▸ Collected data
□ □ □ □ □ □ □

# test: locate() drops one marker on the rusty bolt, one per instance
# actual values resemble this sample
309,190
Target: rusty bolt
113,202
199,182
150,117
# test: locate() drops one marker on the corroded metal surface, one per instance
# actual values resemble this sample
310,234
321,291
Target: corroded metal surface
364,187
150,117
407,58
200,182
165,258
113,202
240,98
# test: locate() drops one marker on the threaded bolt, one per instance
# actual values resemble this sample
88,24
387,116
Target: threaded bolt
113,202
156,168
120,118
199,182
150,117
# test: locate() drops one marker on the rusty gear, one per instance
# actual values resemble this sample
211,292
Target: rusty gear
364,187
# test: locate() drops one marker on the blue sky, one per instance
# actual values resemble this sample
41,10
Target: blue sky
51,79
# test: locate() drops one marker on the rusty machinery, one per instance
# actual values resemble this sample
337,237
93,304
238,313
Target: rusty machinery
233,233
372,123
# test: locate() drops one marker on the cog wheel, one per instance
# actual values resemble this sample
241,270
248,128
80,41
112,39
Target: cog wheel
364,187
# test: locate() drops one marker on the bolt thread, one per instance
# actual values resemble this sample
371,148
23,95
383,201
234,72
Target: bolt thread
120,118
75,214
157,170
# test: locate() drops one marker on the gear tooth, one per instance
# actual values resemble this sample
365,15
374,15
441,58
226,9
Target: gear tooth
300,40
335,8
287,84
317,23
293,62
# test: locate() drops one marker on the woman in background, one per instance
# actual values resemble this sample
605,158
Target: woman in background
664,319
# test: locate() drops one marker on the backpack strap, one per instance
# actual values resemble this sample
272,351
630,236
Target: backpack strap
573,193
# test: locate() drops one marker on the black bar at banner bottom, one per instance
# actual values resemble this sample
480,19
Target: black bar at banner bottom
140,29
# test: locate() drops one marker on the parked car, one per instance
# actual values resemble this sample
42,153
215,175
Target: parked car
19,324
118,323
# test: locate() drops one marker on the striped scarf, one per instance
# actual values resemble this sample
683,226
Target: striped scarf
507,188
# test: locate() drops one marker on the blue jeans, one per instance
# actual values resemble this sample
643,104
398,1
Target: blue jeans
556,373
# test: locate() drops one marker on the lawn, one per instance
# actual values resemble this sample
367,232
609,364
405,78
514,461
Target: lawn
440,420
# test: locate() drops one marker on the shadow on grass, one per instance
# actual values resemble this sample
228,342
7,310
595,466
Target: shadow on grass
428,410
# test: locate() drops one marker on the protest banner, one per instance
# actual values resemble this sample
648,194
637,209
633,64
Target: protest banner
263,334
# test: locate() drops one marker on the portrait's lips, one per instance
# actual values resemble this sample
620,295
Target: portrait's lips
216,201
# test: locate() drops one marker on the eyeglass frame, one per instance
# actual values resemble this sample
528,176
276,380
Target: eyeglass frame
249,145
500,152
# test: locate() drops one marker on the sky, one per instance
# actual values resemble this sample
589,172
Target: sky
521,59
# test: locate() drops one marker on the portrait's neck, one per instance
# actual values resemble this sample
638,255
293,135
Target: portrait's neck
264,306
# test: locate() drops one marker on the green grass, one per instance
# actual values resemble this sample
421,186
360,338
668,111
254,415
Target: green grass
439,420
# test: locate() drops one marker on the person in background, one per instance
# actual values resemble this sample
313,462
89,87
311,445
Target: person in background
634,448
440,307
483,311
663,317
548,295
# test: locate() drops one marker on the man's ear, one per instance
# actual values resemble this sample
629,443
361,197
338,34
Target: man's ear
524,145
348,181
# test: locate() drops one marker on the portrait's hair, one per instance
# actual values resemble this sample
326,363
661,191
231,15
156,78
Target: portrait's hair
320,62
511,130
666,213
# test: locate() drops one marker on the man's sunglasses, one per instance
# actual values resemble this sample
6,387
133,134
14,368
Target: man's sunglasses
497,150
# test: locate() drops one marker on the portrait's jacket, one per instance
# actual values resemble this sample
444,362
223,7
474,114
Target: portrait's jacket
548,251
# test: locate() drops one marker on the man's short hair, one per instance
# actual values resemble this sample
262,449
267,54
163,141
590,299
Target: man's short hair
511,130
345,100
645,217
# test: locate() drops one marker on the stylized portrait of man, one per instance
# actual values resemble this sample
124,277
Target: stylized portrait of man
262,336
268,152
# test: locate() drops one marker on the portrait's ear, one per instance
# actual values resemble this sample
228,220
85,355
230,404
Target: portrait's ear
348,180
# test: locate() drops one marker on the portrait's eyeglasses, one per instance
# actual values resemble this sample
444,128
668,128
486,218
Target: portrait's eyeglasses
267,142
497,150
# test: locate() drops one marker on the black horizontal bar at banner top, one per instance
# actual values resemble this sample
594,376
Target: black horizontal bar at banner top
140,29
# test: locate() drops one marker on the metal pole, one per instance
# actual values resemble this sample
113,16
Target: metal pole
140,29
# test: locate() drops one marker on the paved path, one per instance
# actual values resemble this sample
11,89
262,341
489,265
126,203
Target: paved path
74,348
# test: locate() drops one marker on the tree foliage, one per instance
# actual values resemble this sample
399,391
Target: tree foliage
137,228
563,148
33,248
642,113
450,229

□ □ □ □ □ □ □

▸ TASK TO COMPLETE
Give back the data exactly.

▸ ANSWER FOR THIS EXERCISE
# test: locate() drops one marker on the rusty bolt, one per instance
# actual values resemble this sample
309,190
Target: rusty bolt
113,202
199,182
150,117
# test: locate() drops one marker on the corroded metal surface, one per instance
# actual values resemble this sample
310,234
321,291
Target: corroded metal surface
364,187
150,117
407,58
200,182
165,258
113,202
240,98
# test: locate() drops one marker on the threaded bolt, one per instance
# actual values resemble this sample
88,24
387,116
Target: threaded bolt
113,202
156,168
120,118
199,182
150,117
# test: locate() drops one marker on the rusty gear, one per instance
# actual values resemble this sample
211,292
Target: rusty gear
364,187
# test: locate() drops one marker on the blue sky, one per instance
# actual values resemble this sample
41,10
Target: blue sky
51,79
# test: locate() drops one marker on the rusty machinery, one per instance
# actual values resemble this sample
337,237
93,304
238,313
Target: rusty machinery
233,233
372,123
# test: locate() drops one marker on the cog wheel, one per instance
# actual values resemble this sample
241,270
248,128
80,41
112,39
Target: cog wheel
364,187
# test: locate() drops one marker on the bolt thread, one per instance
# actual values resemble this sample
371,148
23,95
383,201
234,72
Target: bolt thread
120,118
75,214
157,170
# test: locate() drops one marker on the gear tooth, one per instance
# actual values resemble this sample
365,15
374,15
441,58
226,9
Target: gear tooth
300,40
335,8
287,84
317,23
293,62
# test: locate() drops one marker on the woman in background, one per instance
# actual values resemble this sample
605,158
Target: woman in background
664,319
# test: locate() drops one marker on the backpack strap, one per instance
# actual values resemble this sample
272,351
630,236
Target: backpack strap
573,193
# test: locate() drops one marker on the black bar at banner bottom, one per instance
# actual values resemble this sample
480,19
Target: black bar at banner bottom
140,29
# test: locate() drops one marker on the parked car, one per instance
# actual values resemble this sample
42,153
215,175
Target: parked car
19,324
118,323
# test: locate() drops one marker on the striped scarf, one per instance
# actual values resemble this sample
683,226
Target: striped scarf
507,188
# test: locate() drops one marker on the blue jeans, one per instance
# actual values resemble this sample
643,104
398,1
Target: blue jeans
556,373
# test: locate() drops one marker on the lawn, one per instance
# actual values resemble this sample
367,232
609,364
405,78
514,461
Target: lawn
440,420
# test: locate() drops one marker on the shadow on grass, one per instance
# actual values resemble this sample
228,342
7,310
595,466
Target: shadow on grass
428,410
# test: locate() drops one marker on the protest banner, one per instance
# actual values resemble this sample
648,194
637,209
633,64
Target: protest banner
263,334
# test: locate() drops one marker on the portrait's lips, one per instance
# actual values resemble this sample
620,295
Target: portrait's lips
216,201
# test: locate() drops one marker on the eyeglass frame, one per instance
# actual values resemble this sample
528,176
276,380
Target: eyeglass frame
249,145
500,152
# test: locate() drops one marker on the sky, one per instance
# actual values resemble this sample
589,172
Target: sky
521,59
# test: locate() drops one marker on the portrait's neck, one per instance
# actual values resemble this sample
638,255
293,135
Target: portrait's neck
264,306
# test: locate() drops one marker on the green grass, one per instance
# actual values resemble this sample
421,186
360,338
668,111
254,415
Target: green grass
439,420
# test: locate() drops one marker on the person in background, one per instance
# actual values resemble this sample
313,462
89,87
311,445
Target: person in background
634,448
440,307
483,311
663,317
548,295
# test: locate() drops one marker on the man's ear, one per instance
# actual values resemble this sample
629,443
361,197
338,34
Target: man's ear
524,145
348,181
# test: locate() drops one marker on the portrait's hair, one per instance
# actual values resemble this sample
326,363
661,191
231,15
156,78
Target: portrait's hair
320,62
511,130
666,213
# test: locate() drops one marker on the man's sunglasses, one per instance
# actual values resemble this sample
6,387
133,134
14,368
Target: man's sunglasses
497,150
# test: locate() drops one marker on the portrait's jacket, one per instance
# actual values resemble this sample
444,362
223,7
474,114
Target: portrait's jacket
548,251
# test: locate() drops one marker on the man's short hair, one per instance
# actual values resemble this sample
262,449
267,54
163,141
590,299
Target: man's short hair
511,130
345,100
645,217
# test: locate() drops one marker on the stylized portrait of man, one per instance
# actual values resemble this sample
124,277
Target: stylized portrait of man
262,336
268,152
# test: locate() drops one marker on the portrait's ear, one per instance
# actual values resemble this sample
228,220
85,355
230,404
Target: portrait's ear
348,180
# test: locate() drops one marker on the portrait's eyeglasses, one per instance
# actual values resemble this sample
444,128
668,128
486,218
Target: portrait's eyeglasses
267,142
497,150
# test: locate() drops one marker on the black horizontal bar at banner top, one per instance
# actual values resemble this sample
594,376
Target: black horizontal bar at banner top
140,29
# test: locate() drops one marker on the metal pole, one per instance
# actual values resemble this sample
113,16
Target: metal pole
140,29
# test: locate() drops one marker on the paved path, one per instance
# actual values resemble this sample
11,89
262,341
489,265
126,203
Target: paved path
74,348
# test: locate() drops one marker on the tree foliage, one per instance
# actual values resemble this sample
399,391
Target: tree foliage
137,228
563,148
33,248
642,113
450,229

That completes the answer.